## RECORDED DATA:
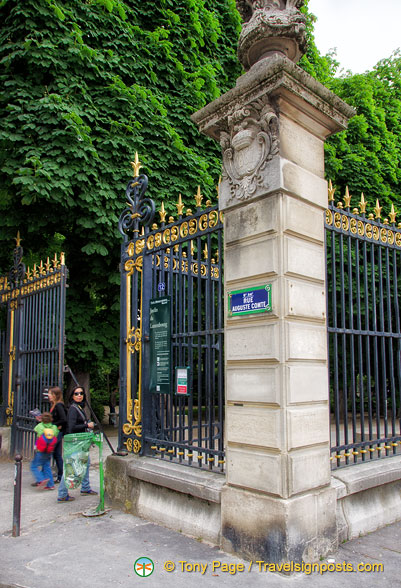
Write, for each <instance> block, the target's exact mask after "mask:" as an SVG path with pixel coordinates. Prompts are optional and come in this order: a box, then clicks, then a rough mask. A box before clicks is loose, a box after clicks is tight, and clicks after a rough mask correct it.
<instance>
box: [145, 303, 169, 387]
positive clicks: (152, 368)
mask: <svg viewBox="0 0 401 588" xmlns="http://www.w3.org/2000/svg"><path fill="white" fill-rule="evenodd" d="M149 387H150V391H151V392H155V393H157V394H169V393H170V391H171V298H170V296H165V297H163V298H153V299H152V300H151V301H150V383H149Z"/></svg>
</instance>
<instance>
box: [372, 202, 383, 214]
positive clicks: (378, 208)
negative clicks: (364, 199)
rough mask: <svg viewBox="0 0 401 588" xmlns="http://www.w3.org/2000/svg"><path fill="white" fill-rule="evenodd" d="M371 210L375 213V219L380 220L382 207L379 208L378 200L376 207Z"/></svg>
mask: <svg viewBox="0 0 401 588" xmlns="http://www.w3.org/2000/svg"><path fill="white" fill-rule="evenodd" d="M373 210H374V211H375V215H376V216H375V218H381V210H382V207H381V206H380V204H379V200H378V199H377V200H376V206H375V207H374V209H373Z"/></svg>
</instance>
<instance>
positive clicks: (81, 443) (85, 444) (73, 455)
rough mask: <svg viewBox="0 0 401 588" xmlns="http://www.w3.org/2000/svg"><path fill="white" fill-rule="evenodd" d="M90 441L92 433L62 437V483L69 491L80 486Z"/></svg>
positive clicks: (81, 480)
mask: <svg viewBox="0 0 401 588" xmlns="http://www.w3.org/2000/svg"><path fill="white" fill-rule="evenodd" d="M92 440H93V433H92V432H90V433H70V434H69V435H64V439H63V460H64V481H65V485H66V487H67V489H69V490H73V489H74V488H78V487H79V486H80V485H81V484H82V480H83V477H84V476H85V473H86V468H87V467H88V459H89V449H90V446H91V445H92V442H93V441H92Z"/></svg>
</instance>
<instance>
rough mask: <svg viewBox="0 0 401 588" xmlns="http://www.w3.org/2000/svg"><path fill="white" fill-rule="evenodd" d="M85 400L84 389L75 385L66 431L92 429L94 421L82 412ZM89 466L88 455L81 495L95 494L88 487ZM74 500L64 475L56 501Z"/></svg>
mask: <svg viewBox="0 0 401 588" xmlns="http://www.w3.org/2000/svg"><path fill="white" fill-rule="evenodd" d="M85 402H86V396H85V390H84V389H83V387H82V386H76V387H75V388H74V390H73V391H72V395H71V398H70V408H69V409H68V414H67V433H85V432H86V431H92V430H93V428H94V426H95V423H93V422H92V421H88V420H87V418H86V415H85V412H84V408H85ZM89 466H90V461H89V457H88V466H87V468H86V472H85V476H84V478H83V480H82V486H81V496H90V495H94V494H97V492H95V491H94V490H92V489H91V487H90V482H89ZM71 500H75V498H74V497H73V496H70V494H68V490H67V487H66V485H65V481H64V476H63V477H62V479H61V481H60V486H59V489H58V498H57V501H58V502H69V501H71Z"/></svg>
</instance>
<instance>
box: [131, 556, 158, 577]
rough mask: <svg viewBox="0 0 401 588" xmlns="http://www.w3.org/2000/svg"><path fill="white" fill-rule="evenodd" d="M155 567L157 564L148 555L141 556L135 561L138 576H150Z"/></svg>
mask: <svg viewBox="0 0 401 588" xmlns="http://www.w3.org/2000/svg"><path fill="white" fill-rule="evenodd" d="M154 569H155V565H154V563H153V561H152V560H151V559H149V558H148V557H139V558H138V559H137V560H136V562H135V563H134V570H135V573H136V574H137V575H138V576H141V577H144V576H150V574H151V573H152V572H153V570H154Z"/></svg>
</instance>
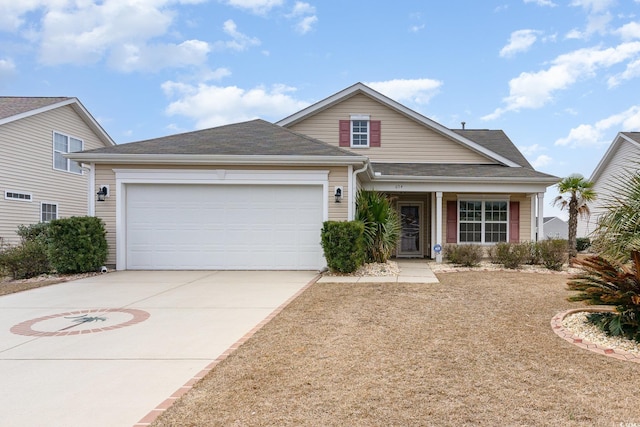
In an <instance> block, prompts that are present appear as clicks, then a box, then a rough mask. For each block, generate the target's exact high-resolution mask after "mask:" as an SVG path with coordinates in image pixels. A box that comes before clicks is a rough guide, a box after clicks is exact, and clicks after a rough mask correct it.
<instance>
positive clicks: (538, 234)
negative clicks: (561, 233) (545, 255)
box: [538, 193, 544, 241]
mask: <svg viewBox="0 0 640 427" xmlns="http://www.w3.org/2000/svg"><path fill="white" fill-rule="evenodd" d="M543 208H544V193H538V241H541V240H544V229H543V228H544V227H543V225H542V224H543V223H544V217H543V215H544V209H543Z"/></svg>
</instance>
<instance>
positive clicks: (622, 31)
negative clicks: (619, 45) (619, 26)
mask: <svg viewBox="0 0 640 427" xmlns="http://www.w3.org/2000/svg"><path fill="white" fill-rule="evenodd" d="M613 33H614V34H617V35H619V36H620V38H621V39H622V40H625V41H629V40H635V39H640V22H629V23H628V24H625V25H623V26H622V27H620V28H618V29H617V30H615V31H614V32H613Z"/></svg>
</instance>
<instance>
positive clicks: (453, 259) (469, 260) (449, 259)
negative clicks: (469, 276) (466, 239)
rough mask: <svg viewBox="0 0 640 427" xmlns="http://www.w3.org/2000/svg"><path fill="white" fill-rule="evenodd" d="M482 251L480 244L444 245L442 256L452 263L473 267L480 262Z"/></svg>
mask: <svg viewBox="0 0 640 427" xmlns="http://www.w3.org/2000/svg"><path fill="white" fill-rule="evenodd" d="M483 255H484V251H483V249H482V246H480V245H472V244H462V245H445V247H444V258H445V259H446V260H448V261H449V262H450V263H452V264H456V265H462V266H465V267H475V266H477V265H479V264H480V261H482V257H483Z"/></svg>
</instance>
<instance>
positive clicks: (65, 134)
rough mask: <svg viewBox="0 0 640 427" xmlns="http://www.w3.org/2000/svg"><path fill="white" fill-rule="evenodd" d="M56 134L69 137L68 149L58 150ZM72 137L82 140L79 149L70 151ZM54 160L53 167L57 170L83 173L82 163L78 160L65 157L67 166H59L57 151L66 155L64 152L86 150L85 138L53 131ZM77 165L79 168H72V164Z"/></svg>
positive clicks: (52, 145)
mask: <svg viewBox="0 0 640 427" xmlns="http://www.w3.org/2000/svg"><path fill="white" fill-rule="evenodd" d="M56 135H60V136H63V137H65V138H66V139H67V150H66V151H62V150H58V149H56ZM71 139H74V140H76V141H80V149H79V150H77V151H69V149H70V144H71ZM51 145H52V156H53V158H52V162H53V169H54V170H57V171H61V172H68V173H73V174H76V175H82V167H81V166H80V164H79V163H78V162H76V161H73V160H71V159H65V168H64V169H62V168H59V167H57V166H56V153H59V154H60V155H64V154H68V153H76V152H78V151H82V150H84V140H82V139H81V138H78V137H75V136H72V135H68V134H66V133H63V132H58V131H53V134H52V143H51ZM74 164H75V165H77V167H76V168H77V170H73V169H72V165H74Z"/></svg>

## WORK TO BE COMPLETED:
Each line of the listing is to be retyped exactly, and its pictures are to be dropped.

## EXERCISE SOLUTION:
Write, for each <instance> block, the target's exact mask after "mask:" as an SVG path with pixel coordinates. Prompts are optional and come in this order: a box, then clicks, then a rough mask. A box before clicks is loose, a box after clicks is tight, and clicks after a rough mask correct it.
<instance>
box: [145, 303, 169, 387]
positive clicks: (152, 368)
mask: <svg viewBox="0 0 401 588" xmlns="http://www.w3.org/2000/svg"><path fill="white" fill-rule="evenodd" d="M149 387H150V391H151V392H155V393H157V394H169V393H170V391H171V298H170V296H165V297H163V298H153V299H152V300H151V301H150V383H149Z"/></svg>
</instance>
<instance>
box: [372, 202, 383, 214]
positive clicks: (378, 208)
negative clicks: (364, 199)
rough mask: <svg viewBox="0 0 401 588" xmlns="http://www.w3.org/2000/svg"><path fill="white" fill-rule="evenodd" d="M371 210L375 213V219L380 220L382 207L379 208L378 200L376 207Z"/></svg>
mask: <svg viewBox="0 0 401 588" xmlns="http://www.w3.org/2000/svg"><path fill="white" fill-rule="evenodd" d="M373 210H374V211H375V215H376V216H375V218H381V210H382V207H381V206H380V204H379V200H378V199H377V200H376V206H375V207H374V209H373Z"/></svg>
</instance>
<instance>
positive clicks: (81, 443) (85, 444) (73, 455)
rough mask: <svg viewBox="0 0 401 588" xmlns="http://www.w3.org/2000/svg"><path fill="white" fill-rule="evenodd" d="M90 441L92 433L62 437V483L69 491L80 486Z"/></svg>
positive clicks: (81, 480)
mask: <svg viewBox="0 0 401 588" xmlns="http://www.w3.org/2000/svg"><path fill="white" fill-rule="evenodd" d="M92 440H93V433H92V432H90V433H70V434H69V435H64V439H63V460H64V481H65V485H66V487H67V489H69V490H73V489H74V488H78V487H79V486H80V485H81V484H82V480H83V477H84V476H85V473H86V468H87V467H88V459H89V449H90V446H91V445H92V442H93V441H92Z"/></svg>
</instance>
<instance>
rough mask: <svg viewBox="0 0 401 588" xmlns="http://www.w3.org/2000/svg"><path fill="white" fill-rule="evenodd" d="M85 400L84 389L75 385L66 431L92 429L94 421L82 412ZM89 466L88 455L81 495L95 494L88 487ZM74 500L64 475L56 501Z"/></svg>
mask: <svg viewBox="0 0 401 588" xmlns="http://www.w3.org/2000/svg"><path fill="white" fill-rule="evenodd" d="M85 402H86V396H85V390H84V389H83V387H82V386H76V387H75V388H74V390H73V391H72V395H71V398H70V408H69V409H68V414H67V433H85V432H86V431H92V430H93V428H94V426H95V423H93V422H92V421H88V420H87V418H86V415H85V412H84V408H85ZM89 466H90V461H89V457H88V466H87V468H86V472H85V476H84V478H83V480H82V486H81V496H90V495H94V494H97V492H95V491H94V490H92V489H91V487H90V482H89ZM71 500H75V498H74V497H73V496H70V494H68V490H67V487H66V485H65V481H64V476H63V477H62V479H61V481H60V486H59V489H58V498H57V501H58V502H69V501H71Z"/></svg>
</instance>
<instance>
box: [131, 556, 158, 577]
rough mask: <svg viewBox="0 0 401 588" xmlns="http://www.w3.org/2000/svg"><path fill="white" fill-rule="evenodd" d="M155 567L157 564L148 555L141 556L135 561L138 576H150Z"/></svg>
mask: <svg viewBox="0 0 401 588" xmlns="http://www.w3.org/2000/svg"><path fill="white" fill-rule="evenodd" d="M154 569H155V565H154V563H153V561H152V560H151V559H149V558H148V557H139V558H138V559H137V560H136V562H135V563H134V570H135V573H136V574H137V575H138V576H141V577H144V576H150V574H151V573H152V572H153V570H154Z"/></svg>
</instance>
In an <instance> block, prompts that are present appear as clicks, then a box, then a rough mask. For each block, generate the target's exact high-resolution mask after "mask:" as an SVG path with coordinates in image pixels. A box that comes before clicks is a rough guide, a box after clicks is exact, and clicks after a rough mask correct it.
<instance>
positive clicks: (538, 234)
negative clicks: (561, 233) (545, 255)
box: [538, 193, 544, 241]
mask: <svg viewBox="0 0 640 427" xmlns="http://www.w3.org/2000/svg"><path fill="white" fill-rule="evenodd" d="M543 208H544V193H538V241H541V240H544V229H543V228H544V227H543V225H542V224H543V223H544V217H543V215H544V209H543Z"/></svg>
</instance>
<instance>
positive clicks: (622, 31)
negative clicks: (619, 45) (619, 26)
mask: <svg viewBox="0 0 640 427" xmlns="http://www.w3.org/2000/svg"><path fill="white" fill-rule="evenodd" d="M613 33H614V34H617V35H619V36H620V38H621V39H622V40H625V41H629V40H635V39H640V22H629V23H628V24H625V25H623V26H622V27H620V28H618V29H617V30H615V31H614V32H613Z"/></svg>
</instance>
<instance>
positive clicks: (453, 259) (469, 260) (449, 259)
negative clicks: (469, 276) (466, 239)
rough mask: <svg viewBox="0 0 640 427" xmlns="http://www.w3.org/2000/svg"><path fill="white" fill-rule="evenodd" d="M482 251L480 244L444 245L442 256L452 263L473 267L480 262Z"/></svg>
mask: <svg viewBox="0 0 640 427" xmlns="http://www.w3.org/2000/svg"><path fill="white" fill-rule="evenodd" d="M483 255H484V251H483V249H482V246H480V245H472V244H462V245H445V247H444V258H445V259H446V260H448V261H449V262H450V263H452V264H456V265H462V266H465V267H475V266H477V265H479V264H480V261H482V257H483Z"/></svg>
</instance>
<instance>
positive clicks: (65, 134)
rough mask: <svg viewBox="0 0 640 427" xmlns="http://www.w3.org/2000/svg"><path fill="white" fill-rule="evenodd" d="M56 134L69 137L68 149L58 150ZM72 137L82 140L79 149L70 151ZM54 160L53 167L57 170L83 173L82 163L78 160L65 157L67 166H59L57 151L66 155L64 152L86 150L85 138L53 131ZM77 165L79 168H72V164Z"/></svg>
positive clicks: (52, 145)
mask: <svg viewBox="0 0 640 427" xmlns="http://www.w3.org/2000/svg"><path fill="white" fill-rule="evenodd" d="M56 135H60V136H63V137H65V138H66V139H67V150H66V151H62V150H58V149H56ZM71 139H74V140H76V141H80V149H79V150H77V151H69V149H70V144H71ZM51 145H52V156H53V158H52V162H53V169H54V170H57V171H61V172H68V173H73V174H76V175H82V167H81V166H80V164H79V163H78V162H76V161H73V160H71V159H65V168H64V169H62V168H59V167H57V166H56V153H59V154H60V155H64V154H68V153H76V152H78V151H82V150H84V140H82V139H81V138H78V137H75V136H72V135H68V134H66V133H63V132H58V131H53V134H52V143H51ZM74 164H75V165H77V167H76V168H77V170H73V169H72V165H74Z"/></svg>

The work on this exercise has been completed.